**EXERCISE DESCRIPTION:** The records that follow must all be duplicated exactly.

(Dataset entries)
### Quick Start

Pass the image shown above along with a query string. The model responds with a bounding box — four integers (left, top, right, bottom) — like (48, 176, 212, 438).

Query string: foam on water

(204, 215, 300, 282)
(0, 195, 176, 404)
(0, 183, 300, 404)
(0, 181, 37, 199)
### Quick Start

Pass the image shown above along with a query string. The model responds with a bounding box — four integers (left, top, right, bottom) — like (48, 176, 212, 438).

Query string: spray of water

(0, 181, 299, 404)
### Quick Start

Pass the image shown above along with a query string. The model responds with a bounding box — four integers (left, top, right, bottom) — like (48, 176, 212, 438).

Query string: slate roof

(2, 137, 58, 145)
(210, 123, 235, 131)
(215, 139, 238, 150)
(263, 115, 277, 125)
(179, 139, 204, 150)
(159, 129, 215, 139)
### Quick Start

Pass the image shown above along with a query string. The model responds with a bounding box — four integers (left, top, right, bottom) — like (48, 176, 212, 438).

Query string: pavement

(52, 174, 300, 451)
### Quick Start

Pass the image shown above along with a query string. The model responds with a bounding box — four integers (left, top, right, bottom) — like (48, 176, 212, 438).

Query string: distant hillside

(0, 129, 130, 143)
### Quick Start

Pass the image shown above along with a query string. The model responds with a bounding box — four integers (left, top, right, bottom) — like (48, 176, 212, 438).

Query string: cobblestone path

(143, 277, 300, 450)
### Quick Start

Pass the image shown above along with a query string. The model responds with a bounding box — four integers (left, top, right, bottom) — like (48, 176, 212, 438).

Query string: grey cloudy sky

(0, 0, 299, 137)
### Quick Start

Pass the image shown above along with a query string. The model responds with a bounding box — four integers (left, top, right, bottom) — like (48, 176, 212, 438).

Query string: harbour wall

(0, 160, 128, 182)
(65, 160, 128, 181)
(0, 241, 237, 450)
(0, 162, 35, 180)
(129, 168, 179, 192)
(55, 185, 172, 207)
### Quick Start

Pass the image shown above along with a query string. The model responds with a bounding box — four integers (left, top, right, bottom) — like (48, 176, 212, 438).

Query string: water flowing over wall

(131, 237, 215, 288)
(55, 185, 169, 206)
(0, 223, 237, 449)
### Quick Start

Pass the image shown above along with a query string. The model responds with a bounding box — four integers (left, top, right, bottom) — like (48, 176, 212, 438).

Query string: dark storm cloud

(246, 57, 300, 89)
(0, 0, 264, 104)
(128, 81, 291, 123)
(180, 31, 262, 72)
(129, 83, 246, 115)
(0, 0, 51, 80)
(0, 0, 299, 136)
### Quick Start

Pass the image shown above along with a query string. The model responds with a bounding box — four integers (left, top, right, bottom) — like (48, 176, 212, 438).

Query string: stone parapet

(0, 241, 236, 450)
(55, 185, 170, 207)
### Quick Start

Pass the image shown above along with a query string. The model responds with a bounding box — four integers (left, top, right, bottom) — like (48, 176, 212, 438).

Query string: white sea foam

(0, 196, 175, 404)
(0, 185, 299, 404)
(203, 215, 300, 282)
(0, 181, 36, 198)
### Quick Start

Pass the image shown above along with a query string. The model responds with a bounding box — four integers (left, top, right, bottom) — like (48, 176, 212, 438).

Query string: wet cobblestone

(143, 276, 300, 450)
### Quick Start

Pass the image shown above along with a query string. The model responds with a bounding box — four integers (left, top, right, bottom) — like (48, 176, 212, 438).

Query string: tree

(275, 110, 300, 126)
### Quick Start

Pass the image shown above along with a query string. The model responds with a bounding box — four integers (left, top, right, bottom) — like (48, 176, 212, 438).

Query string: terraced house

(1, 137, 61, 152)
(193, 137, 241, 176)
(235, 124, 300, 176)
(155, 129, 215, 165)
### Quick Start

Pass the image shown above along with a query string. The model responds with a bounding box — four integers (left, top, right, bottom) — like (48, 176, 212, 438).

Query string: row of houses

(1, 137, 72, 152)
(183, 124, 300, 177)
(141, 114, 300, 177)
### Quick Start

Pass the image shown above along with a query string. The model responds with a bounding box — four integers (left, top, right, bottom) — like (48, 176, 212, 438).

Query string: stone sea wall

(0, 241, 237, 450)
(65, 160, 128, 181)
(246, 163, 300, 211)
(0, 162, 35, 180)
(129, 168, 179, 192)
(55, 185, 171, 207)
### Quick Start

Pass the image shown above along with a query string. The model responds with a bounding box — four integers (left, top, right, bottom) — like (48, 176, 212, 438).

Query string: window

**SOLUTION TO THIS EXERCISE:**
### Quick Start

Pass the image shown above along with a query string. The model responds with a bounding box — four integers (left, top, right, bottom) — like (48, 176, 212, 438).

Query string: foam on water

(204, 215, 300, 282)
(0, 195, 176, 404)
(0, 183, 300, 404)
(0, 181, 37, 199)
### Quick Start

Pass the image shown above along with a query string. The model responds with a bounding box — four integers (left, top, right, bottom) — like (48, 176, 212, 438).

Query string: spray of water

(0, 181, 299, 404)
### Quick Start

Pass the image shown above along with a query string. The model responds with a bounding box — four integers (left, top, right, bottom) — like (48, 176, 212, 438).

Query string: slate roof

(2, 137, 58, 145)
(210, 123, 235, 131)
(215, 139, 238, 150)
(263, 115, 277, 125)
(179, 139, 204, 150)
(159, 129, 215, 139)
### Quick Start

Pass the image shown above along with a query string. The model responds with a bounding box — four integers (left, top, right, bottom) — like (48, 176, 212, 438).

Query string: pavement

(52, 174, 300, 451)
### Quick Start

Pass the image shown above along with a query string. The model responds with a bounding box — four integers (left, top, right, bottom) — like (48, 176, 212, 438).

Query string: distant hillside

(0, 129, 130, 143)
### Quick Start

Pass the image shown above along with a query string. The model responds with a bounding box — four integers (left, top, right, bottom) — like (48, 176, 212, 438).

Query string: cobblestone path

(143, 277, 300, 450)
### Quick Start

Pass the image shown above along with a query string. The model responds with a bounding box — four integers (left, top, right, bottom) — like (48, 176, 212, 438).

Query string: grey cloudy sky

(0, 0, 299, 137)
### Quick Start

Pass the image shown above along with a query string. The model responds with a bounding box — four integers (left, top, right, bottom) — like (48, 176, 212, 438).

Query string: harbour wall

(0, 160, 128, 182)
(65, 160, 128, 181)
(0, 241, 237, 450)
(0, 162, 35, 180)
(129, 168, 179, 192)
(55, 185, 172, 207)
### Quick Start

Pass the image shown above along with a query string. The model responds with a bounding box — four integers (left, top, right, bottom) — like (48, 176, 212, 438).

Query string: water flowing over wall

(131, 237, 215, 288)
(55, 185, 169, 206)
(0, 223, 237, 449)
### Quick Start

Pass the image shown above along with a query string. The model responds with a bounding box — four integers (left, top, right, bottom) — like (48, 176, 212, 438).

Query string: dark storm cloud

(246, 57, 300, 89)
(0, 0, 264, 104)
(128, 81, 291, 123)
(180, 31, 262, 72)
(129, 83, 246, 115)
(0, 0, 51, 80)
(0, 0, 299, 136)
### Quick Start

Pass the image shown above along with a query string. The model responds with a bounding box — four integers (left, top, right, bottom) — like (48, 176, 212, 438).

Query string: stone parapet

(0, 241, 236, 450)
(55, 185, 170, 207)
### Quick Start

Pass the image shown above along with a query string. The model responds with a bounding box — four integers (left, top, right, bottom) — like (48, 176, 212, 438).

Query string: white sea foam

(0, 196, 175, 404)
(0, 185, 299, 404)
(203, 215, 300, 282)
(0, 181, 36, 198)
### Quick Start

Pass the image shown above along with a query string. The model responds with a bounding box — four integers (left, top, right, bottom) — like (48, 176, 212, 438).

Query string: wet cobblestone

(143, 276, 300, 450)
### Quick Start

Pass the image shown above along with a query string. The model responds with a bounding box — four integers (left, top, right, bottom) — like (48, 176, 212, 438).

Query string: tree

(275, 110, 300, 126)
### Quick Start

Pass the image shown above along with a query string. The model responds with a bounding box — four integers (left, top, right, bottom) — like (48, 176, 212, 438).

Query string: terraced house

(1, 137, 61, 152)
(193, 137, 241, 176)
(235, 124, 300, 176)
(155, 129, 215, 165)
### Quick Start

Pass the image shown above along with a query string. The model responds with a bounding box — four integers (left, top, right, bottom) — like (48, 176, 212, 438).

Query string: row of houses

(1, 137, 72, 152)
(183, 124, 300, 177)
(141, 114, 300, 177)
### Quick Start

Pass the image shown above along with a query string. The model responds with a bounding box — four integers (left, top, right, bottom) — like (48, 176, 212, 438).

Query string: stone sea wall

(0, 241, 237, 450)
(65, 160, 128, 181)
(246, 163, 300, 211)
(0, 162, 35, 180)
(129, 168, 179, 192)
(55, 185, 171, 207)
### Quick Start

Pass the image shown above along with a query string. The model responds with a bounding box — four integers (left, top, right, bottom) — like (48, 176, 212, 438).

Query string: window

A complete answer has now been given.